● Provided data
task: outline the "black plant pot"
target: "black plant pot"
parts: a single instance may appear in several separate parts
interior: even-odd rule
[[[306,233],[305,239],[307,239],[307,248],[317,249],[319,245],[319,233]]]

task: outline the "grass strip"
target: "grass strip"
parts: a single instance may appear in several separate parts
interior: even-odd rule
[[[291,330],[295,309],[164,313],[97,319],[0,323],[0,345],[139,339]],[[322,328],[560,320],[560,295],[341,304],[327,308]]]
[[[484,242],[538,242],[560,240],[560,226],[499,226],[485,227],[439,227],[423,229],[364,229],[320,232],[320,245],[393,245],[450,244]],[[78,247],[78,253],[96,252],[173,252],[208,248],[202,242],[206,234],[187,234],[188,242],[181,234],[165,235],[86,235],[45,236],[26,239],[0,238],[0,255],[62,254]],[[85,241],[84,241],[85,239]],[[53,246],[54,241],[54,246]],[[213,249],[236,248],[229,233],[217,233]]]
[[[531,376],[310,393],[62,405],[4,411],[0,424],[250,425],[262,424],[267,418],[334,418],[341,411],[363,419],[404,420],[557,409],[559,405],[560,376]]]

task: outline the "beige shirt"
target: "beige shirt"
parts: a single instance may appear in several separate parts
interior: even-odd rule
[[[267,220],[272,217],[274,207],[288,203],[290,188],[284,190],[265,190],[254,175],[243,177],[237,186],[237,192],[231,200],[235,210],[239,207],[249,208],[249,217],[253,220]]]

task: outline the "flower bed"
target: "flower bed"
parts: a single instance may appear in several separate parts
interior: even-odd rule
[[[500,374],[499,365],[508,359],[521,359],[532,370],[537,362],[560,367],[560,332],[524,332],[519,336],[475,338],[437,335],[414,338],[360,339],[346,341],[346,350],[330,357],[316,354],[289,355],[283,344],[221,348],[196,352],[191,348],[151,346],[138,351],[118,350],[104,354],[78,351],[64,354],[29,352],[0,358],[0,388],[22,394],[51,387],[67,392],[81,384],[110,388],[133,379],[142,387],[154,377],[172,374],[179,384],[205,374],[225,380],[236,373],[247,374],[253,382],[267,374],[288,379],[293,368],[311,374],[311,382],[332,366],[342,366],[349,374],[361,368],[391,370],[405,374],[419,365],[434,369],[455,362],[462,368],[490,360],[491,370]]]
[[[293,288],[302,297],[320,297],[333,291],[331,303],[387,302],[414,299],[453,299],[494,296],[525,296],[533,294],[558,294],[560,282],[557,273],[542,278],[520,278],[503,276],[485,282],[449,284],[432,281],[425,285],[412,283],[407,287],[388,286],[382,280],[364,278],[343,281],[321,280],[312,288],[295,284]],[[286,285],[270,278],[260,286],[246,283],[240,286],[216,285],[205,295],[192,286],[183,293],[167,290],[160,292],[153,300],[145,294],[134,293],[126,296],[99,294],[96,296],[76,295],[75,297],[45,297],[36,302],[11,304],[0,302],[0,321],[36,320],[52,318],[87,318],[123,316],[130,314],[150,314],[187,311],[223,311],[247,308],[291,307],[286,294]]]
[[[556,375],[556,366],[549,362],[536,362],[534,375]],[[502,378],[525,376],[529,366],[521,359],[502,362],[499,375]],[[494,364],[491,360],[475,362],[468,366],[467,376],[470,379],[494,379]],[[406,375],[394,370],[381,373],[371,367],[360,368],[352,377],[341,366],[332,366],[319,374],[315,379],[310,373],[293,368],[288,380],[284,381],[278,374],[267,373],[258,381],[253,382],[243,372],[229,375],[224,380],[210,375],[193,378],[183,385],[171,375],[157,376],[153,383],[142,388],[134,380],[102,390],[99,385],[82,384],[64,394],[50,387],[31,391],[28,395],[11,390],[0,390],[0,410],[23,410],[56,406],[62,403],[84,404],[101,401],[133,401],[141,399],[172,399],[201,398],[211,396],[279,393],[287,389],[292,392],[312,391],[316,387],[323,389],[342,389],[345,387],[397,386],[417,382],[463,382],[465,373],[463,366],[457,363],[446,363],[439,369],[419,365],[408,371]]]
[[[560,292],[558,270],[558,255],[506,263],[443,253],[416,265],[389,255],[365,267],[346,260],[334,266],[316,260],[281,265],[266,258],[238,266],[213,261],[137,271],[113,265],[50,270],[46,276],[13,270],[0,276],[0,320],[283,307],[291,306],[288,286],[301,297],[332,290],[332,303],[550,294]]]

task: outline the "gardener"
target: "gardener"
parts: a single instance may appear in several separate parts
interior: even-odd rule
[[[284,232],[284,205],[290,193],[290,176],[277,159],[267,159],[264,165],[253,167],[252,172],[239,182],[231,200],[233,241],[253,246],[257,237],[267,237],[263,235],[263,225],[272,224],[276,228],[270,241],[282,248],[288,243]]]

● What the exercise asks
Transcribe each of the records above exactly.

● Exercise answer
task: outline the "black plant pot"
target: "black plant pot"
parts: a single instance may appear in several separate parts
interior: even-odd rule
[[[306,233],[305,239],[307,239],[307,248],[317,249],[319,245],[319,233]]]

task: outline the "grass strip"
target: "grass strip"
parts: a single instance may appear in several separate parts
interior: even-odd rule
[[[291,330],[295,309],[164,313],[97,319],[0,323],[0,345],[139,339]],[[322,328],[560,320],[560,295],[341,304],[327,308]]]
[[[484,242],[538,242],[560,240],[560,226],[499,226],[485,227],[439,227],[423,229],[364,229],[320,232],[320,245],[393,245],[450,244]],[[78,247],[78,253],[96,252],[173,252],[208,248],[202,242],[206,234],[187,234],[188,242],[181,234],[165,235],[86,235],[45,236],[26,239],[0,238],[0,255],[62,254]],[[85,241],[84,241],[85,239]],[[53,246],[54,241],[54,246]],[[213,249],[236,248],[229,233],[217,233]]]
[[[531,376],[310,393],[62,405],[4,411],[0,424],[250,425],[262,424],[267,418],[334,418],[341,411],[363,419],[404,420],[557,409],[559,405],[560,376]]]

task: outline the "beige shirt"
target: "beige shirt"
parts: a single instance may appear in several separate parts
interior: even-odd rule
[[[267,220],[272,217],[274,207],[288,203],[290,188],[284,190],[265,190],[254,175],[243,177],[237,186],[237,192],[231,200],[235,210],[239,207],[249,208],[249,217],[253,220]]]

task: outline the "flower bed"
target: "flower bed"
parts: a single instance may appear in several separate parts
interior: even-odd rule
[[[500,374],[499,365],[508,359],[521,359],[532,370],[537,362],[560,367],[560,332],[524,332],[519,336],[475,338],[437,335],[414,338],[360,339],[346,341],[346,350],[330,357],[316,354],[289,355],[283,344],[221,348],[196,352],[191,348],[151,346],[138,351],[118,350],[104,354],[78,351],[64,354],[29,352],[0,358],[0,388],[22,394],[51,387],[67,392],[81,384],[110,388],[133,379],[142,387],[154,377],[172,374],[179,384],[205,374],[225,380],[236,373],[247,374],[253,382],[267,374],[288,379],[293,368],[311,374],[311,382],[332,366],[342,366],[349,374],[361,368],[391,370],[405,374],[419,365],[434,369],[455,362],[462,368],[490,360],[491,370]]]
[[[293,288],[302,297],[320,297],[333,291],[331,303],[387,302],[414,299],[453,299],[494,296],[525,296],[533,294],[558,294],[560,282],[557,273],[542,278],[520,278],[503,276],[485,282],[449,284],[432,281],[425,285],[412,283],[407,287],[388,286],[382,280],[364,278],[343,281],[321,280],[312,288],[295,284]],[[286,285],[270,278],[260,286],[246,283],[240,286],[216,285],[205,295],[192,286],[183,293],[167,290],[160,292],[153,300],[145,294],[134,293],[126,296],[99,294],[96,296],[76,295],[75,297],[45,297],[36,302],[11,304],[0,302],[0,321],[36,320],[52,318],[87,318],[123,316],[130,314],[150,314],[187,311],[223,311],[247,308],[291,307],[286,294]]]
[[[556,375],[556,366],[549,362],[536,362],[534,375]],[[502,378],[525,376],[529,366],[521,359],[502,362],[499,375]],[[494,364],[491,360],[475,362],[468,366],[467,376],[470,379],[494,379]],[[406,375],[394,370],[381,373],[371,367],[360,368],[352,377],[341,366],[332,366],[319,374],[315,379],[310,373],[293,368],[288,380],[284,381],[278,374],[267,373],[258,381],[253,382],[243,372],[229,375],[224,380],[210,375],[193,378],[183,385],[171,375],[157,376],[153,383],[142,388],[134,380],[102,390],[99,385],[82,384],[64,394],[50,387],[31,391],[28,395],[11,390],[0,390],[0,410],[23,410],[56,406],[62,403],[84,404],[101,401],[133,401],[141,399],[172,399],[201,398],[211,396],[279,393],[287,389],[292,392],[312,391],[316,387],[323,389],[342,389],[345,387],[397,386],[417,382],[463,382],[465,373],[463,366],[457,363],[446,363],[439,369],[419,365],[408,371]]]
[[[560,292],[558,270],[558,255],[506,263],[443,253],[416,265],[389,255],[365,267],[346,260],[334,266],[316,260],[281,265],[266,258],[238,266],[213,261],[137,271],[113,265],[50,270],[46,276],[13,270],[0,276],[0,320],[283,307],[291,306],[288,286],[301,297],[332,290],[332,303],[550,294]]]

task: outline the "gardener"
target: "gardener"
parts: a single instance may appear in several separate parts
interior: even-odd rule
[[[284,232],[284,205],[290,193],[290,176],[277,159],[267,159],[264,165],[253,167],[252,172],[239,182],[231,200],[233,241],[253,246],[257,237],[267,237],[263,235],[263,225],[272,224],[276,228],[270,241],[282,248],[288,243]]]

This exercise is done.